[SHORT EXERCISE]
Render every line of the records below as a Markdown table with the columns Row and Line. Number the rows in order and skip blank lines.
• • • • •
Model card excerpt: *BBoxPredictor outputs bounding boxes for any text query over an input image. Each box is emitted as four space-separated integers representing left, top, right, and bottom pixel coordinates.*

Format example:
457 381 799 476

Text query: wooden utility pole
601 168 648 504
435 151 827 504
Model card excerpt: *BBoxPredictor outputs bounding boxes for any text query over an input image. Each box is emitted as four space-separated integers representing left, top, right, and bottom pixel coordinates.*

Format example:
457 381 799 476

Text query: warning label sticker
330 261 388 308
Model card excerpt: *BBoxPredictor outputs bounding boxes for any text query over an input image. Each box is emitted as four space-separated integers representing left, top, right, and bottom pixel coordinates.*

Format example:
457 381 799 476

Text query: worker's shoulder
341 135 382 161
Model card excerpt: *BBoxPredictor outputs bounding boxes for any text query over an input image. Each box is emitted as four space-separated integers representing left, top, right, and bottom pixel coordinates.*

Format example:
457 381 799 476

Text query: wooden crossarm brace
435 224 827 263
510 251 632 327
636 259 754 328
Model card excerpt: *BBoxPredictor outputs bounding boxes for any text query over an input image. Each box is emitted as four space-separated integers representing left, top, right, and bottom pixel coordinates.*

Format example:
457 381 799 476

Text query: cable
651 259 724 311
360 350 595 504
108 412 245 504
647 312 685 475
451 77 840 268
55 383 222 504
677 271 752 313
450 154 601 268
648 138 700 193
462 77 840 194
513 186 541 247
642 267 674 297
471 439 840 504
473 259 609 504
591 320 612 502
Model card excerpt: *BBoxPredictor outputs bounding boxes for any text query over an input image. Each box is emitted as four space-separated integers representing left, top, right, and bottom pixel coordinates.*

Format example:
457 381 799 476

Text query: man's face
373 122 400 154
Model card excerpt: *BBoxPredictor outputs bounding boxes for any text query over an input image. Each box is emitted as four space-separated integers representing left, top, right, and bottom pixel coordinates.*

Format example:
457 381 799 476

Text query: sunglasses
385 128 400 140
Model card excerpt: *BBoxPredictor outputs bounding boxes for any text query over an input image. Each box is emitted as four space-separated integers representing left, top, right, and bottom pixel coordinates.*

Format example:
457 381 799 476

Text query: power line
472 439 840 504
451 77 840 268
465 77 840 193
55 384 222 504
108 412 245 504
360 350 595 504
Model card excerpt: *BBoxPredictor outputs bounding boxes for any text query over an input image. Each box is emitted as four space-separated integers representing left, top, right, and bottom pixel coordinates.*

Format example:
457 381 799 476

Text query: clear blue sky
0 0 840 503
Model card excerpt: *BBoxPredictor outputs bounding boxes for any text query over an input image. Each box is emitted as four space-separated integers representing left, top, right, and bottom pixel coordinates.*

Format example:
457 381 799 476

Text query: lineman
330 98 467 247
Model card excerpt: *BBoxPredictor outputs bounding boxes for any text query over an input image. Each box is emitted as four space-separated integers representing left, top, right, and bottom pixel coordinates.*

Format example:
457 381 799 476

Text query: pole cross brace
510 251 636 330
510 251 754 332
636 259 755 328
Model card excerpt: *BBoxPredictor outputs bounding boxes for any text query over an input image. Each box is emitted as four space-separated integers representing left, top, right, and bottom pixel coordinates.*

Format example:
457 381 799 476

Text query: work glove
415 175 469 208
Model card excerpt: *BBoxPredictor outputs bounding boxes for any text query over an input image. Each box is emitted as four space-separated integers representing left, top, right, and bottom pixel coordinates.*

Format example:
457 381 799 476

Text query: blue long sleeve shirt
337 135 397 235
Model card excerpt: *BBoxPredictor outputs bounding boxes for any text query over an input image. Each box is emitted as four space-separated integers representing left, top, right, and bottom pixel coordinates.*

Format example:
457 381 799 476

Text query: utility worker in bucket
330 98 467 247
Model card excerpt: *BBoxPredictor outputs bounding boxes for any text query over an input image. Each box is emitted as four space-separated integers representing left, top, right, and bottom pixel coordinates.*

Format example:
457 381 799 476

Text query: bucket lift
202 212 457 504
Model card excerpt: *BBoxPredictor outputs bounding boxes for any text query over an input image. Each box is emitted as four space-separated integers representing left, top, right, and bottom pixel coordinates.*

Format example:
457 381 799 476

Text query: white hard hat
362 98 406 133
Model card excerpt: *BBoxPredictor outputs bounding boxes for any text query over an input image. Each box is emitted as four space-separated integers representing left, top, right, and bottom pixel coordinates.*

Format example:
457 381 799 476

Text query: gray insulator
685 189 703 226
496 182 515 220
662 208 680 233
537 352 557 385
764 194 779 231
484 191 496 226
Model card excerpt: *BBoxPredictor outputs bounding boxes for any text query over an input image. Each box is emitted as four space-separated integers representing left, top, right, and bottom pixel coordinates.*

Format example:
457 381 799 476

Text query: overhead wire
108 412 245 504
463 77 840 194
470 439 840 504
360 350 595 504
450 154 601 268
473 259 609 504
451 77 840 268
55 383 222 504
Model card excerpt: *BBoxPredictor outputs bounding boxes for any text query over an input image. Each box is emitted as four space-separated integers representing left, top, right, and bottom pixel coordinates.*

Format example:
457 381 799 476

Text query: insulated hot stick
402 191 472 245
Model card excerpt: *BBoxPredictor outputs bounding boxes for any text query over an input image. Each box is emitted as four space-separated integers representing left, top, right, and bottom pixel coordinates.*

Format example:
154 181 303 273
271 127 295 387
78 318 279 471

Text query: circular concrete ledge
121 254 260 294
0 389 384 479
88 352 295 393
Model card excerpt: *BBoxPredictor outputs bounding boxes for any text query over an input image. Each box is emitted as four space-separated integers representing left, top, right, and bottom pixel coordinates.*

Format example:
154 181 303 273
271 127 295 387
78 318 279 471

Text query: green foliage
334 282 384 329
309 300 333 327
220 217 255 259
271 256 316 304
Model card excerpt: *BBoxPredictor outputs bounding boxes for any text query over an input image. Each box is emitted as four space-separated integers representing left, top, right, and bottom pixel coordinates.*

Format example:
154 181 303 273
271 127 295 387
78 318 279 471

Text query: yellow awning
• • • • •
[REPLY]
| Row | Line |
|---|---|
| 1 | Model card excerpt: *BBoxPredictor outputs bounding boxes for any text query over an input image. Each box is emitted as four space-separated integers representing left, top, right, and bottom pixel coordinates.* |
| 2 | Format example: |
| 3 | 457 381 799 476 |
| 4 | Text query: wooden utility pole |
| 5 | 601 168 648 504 |
| 6 | 435 151 827 504 |
| 7 | Model card excerpt: *BBoxPredictor outputs bounding boxes for any text query over an input image. Each box is emitted as four space-separated integers representing left, top, right, and bottom pixel coordinates.* |
| 8 | Format example: |
| 9 | 457 381 799 476 |
| 10 | Text query: warning label sticker |
| 11 | 330 261 388 308 |
| 12 | Model card excerpt: *BBoxPredictor outputs bounding boxes for any text query over an input image. Each box is emitted as four space-separated integers representing left, top, right, and bottom pixel coordinates.* |
| 13 | Format example: |
| 14 | 457 381 799 476 |
| 15 | Text query: worker's shoulder |
| 16 | 341 135 382 161 |
| 17 | Model card excerpt: *BBoxPredictor outputs bounding boxes for any text query over an input image. Each box is emitted as four space-separated integers representing left, top, right, and bottom pixel coordinates.* |
| 18 | Format example: |
| 19 | 457 381 799 476 |
| 20 | Text query: wooden crossarm brace |
| 21 | 435 224 827 263 |
| 22 | 510 251 632 327 |
| 23 | 636 259 754 328 |
| 24 | Model card excerpt: *BBoxPredictor outputs bounding boxes for any text query over an input image. Each box is emitted as four space-separated integers representing left, top, right, and bottom pixel coordinates.* |
| 25 | Format example: |
| 26 | 457 381 799 476 |
| 27 | Text query: cable |
| 28 | 651 259 724 311 |
| 29 | 360 350 595 504 |
| 30 | 108 412 245 504 |
| 31 | 647 312 685 475 |
| 32 | 451 77 840 268 |
| 33 | 55 383 222 504 |
| 34 | 677 271 752 313 |
| 35 | 450 154 601 268 |
| 36 | 648 138 700 193 |
| 37 | 462 77 840 194 |
| 38 | 513 186 541 247 |
| 39 | 642 267 674 297 |
| 40 | 471 439 840 504 |
| 41 | 473 259 609 504 |
| 42 | 591 320 612 502 |
| 43 | Model card excerpt: *BBoxPredictor outputs bounding boxes for any text query over an input image. Each box is emitted as four space-separated integers representing left, top, right, and bottom pixel coordinates.* |
| 44 | Format example: |
| 45 | 457 381 799 476 |
| 46 | Text query: man's face |
| 47 | 373 122 400 154 |
| 48 | Model card excerpt: *BBoxPredictor outputs bounding boxes for any text query over an input image. Each box is emitted as four space-separated integers representing left, top, right, and bottom pixel coordinates.* |
| 49 | Format example: |
| 50 | 457 381 799 476 |
| 51 | Text query: sunglasses |
| 52 | 385 128 400 140 |
| 53 | Model card excerpt: *BBoxPredictor outputs bounding boxes for any text query over an input image. Each box is emitted as four space-separated integers representing left, top, right, and bottom pixel coordinates.* |
| 54 | Format example: |
| 55 | 457 381 799 476 |
| 56 | Text query: power line |
| 57 | 472 439 840 504 |
| 58 | 451 77 840 268 |
| 59 | 465 77 840 193 |
| 60 | 55 384 222 504 |
| 61 | 108 412 245 504 |
| 62 | 360 350 595 504 |
| 63 | Model card excerpt: *BBoxPredictor outputs bounding boxes for any text query over an input image. Each box is emitted as four space-separated integers representing left, top, right, and bottom pixel coordinates.* |
| 64 | Format example: |
| 65 | 457 381 799 476 |
| 66 | Text query: clear blue sky |
| 67 | 0 0 840 503 |
| 68 | Model card excerpt: *BBoxPredictor outputs bounding boxes for any text query over an input image. Each box is emitted as four space-separated integers representing left, top, right, and bottom pixel coordinates.* |
| 69 | Format example: |
| 70 | 457 381 799 476 |
| 71 | Text query: lineman |
| 72 | 330 98 467 247 |
| 73 | Model card excerpt: *BBoxPredictor outputs bounding boxes for any text query over an input image. Each box is emitted as four space-separated integers representing left, top, right, and bottom pixel coordinates.* |
| 74 | Format example: |
| 75 | 457 381 799 476 |
| 76 | Text query: pole cross brace |
| 77 | 510 251 636 330 |
| 78 | 510 251 754 332 |
| 79 | 636 259 755 328 |
| 80 | Model card excerpt: *BBoxPredictor outputs bounding boxes for any text query over an input image. Each box is emitted as four space-separated integers representing left, top, right, and bottom pixel coordinates.* |
| 81 | Format example: |
| 82 | 457 381 799 476 |
| 83 | Text query: work glove |
| 84 | 415 175 469 208 |
| 85 | Model card excerpt: *BBoxPredictor outputs bounding boxes for any text query over an input image. Each box is emitted as four space-separated integers representing left, top, right, and bottom pixel coordinates.* |
| 86 | Format example: |
| 87 | 457 381 799 476 |
| 88 | Text query: blue long sleeve shirt |
| 89 | 337 135 397 235 |
| 90 | Model card excerpt: *BBoxPredictor outputs bounding boxes for any text query over an input image. Each box is emitted as four space-separated integers representing left, top, right, and bottom pixel coordinates.* |
| 91 | Format example: |
| 92 | 457 381 799 476 |
| 93 | Text query: utility worker in bucket |
| 94 | 330 98 467 247 |
| 95 | Model card excerpt: *BBoxPredictor outputs bounding boxes for any text query over an input image. Each box is emitted as four space-separated integers representing left, top, right, and bottom pixel coordinates.* |
| 96 | Format example: |
| 97 | 457 381 799 476 |
| 98 | Text query: bucket lift |
| 99 | 202 212 457 504 |
| 100 | Model card excerpt: *BBoxPredictor outputs bounding boxes for any text query over an input image. Each box is emitted as four space-separated integers representing left, top, right, and bottom pixel coordinates.* |
| 101 | Format example: |
| 102 | 457 381 799 476 |
| 103 | Text query: white hard hat |
| 104 | 362 98 406 133 |
| 105 | Model card excerpt: *BBoxPredictor outputs bounding boxes for any text query over an input image. Each box is emitted as four space-separated integers representing left, top, right, and bottom pixel coordinates.* |
| 106 | Format example: |
| 107 | 457 381 799 476 |
| 108 | Text query: gray insulator |
| 109 | 685 189 703 226 |
| 110 | 496 182 515 220 |
| 111 | 662 208 680 233 |
| 112 | 537 352 557 385 |
| 113 | 764 194 779 231 |
| 114 | 484 191 496 226 |
| 115 | Model card excerpt: *BBoxPredictor outputs bounding boxes for any text query over an input image. Each box is emitted as four space-separated integers representing left, top, right, and bottom pixel coordinates.* |
| 116 | Format example: |
| 117 | 457 381 799 476 |
| 118 | Text query: overhead wire |
| 119 | 108 412 245 504 |
| 120 | 463 77 840 194 |
| 121 | 470 439 840 504 |
| 122 | 360 350 595 504 |
| 123 | 450 154 601 268 |
| 124 | 473 259 609 504 |
| 125 | 451 77 840 268 |
| 126 | 55 383 222 504 |
| 127 | Model card excerpt: *BBoxPredictor outputs bounding boxes for any text query over an input image. Each box is emitted as four space-separated integers representing left, top, right, and bottom pixel coordinates.* |
| 128 | Format example: |
| 129 | 457 381 799 476 |
| 130 | Text query: insulated hot stick |
| 131 | 402 191 472 245 |
| 132 | Model card excerpt: *BBoxPredictor outputs bounding boxes for any text query over an input image. Each box is emitted as four space-separated integers representing left, top, right, and bottom pixel coordinates.* |
| 133 | Format example: |
| 134 | 154 181 303 273 |
| 135 | 271 127 295 387 |
| 136 | 78 318 279 471 |
| 137 | Text query: circular concrete ledge |
| 138 | 121 254 260 294 |
| 139 | 0 389 384 479 |
| 140 | 88 352 295 393 |
| 141 | Model card excerpt: *BBoxPredictor outputs bounding boxes for any text query over an input image. Each box is emitted as four space-separated integers representing left, top, right, and bottom pixel coordinates.* |
| 142 | Format example: |
| 143 | 154 181 303 273 |
| 144 | 271 127 295 387 |
| 145 | 78 318 279 471 |
| 146 | Text query: green foliage |
| 147 | 334 282 384 329 |
| 148 | 309 300 333 327 |
| 149 | 220 217 255 259 |
| 150 | 271 256 316 304 |
| 151 | Model card excerpt: *BBoxPredictor outputs bounding boxes for any text query over an input image. Each box is emitted as four space-separated integers representing left, top, right, and bottom pixel coordinates.* |
| 152 | Format example: |
| 153 | 154 181 303 273 |
| 154 | 271 127 295 387 |
| 155 | 78 318 279 471 |
| 156 | Text query: yellow awning |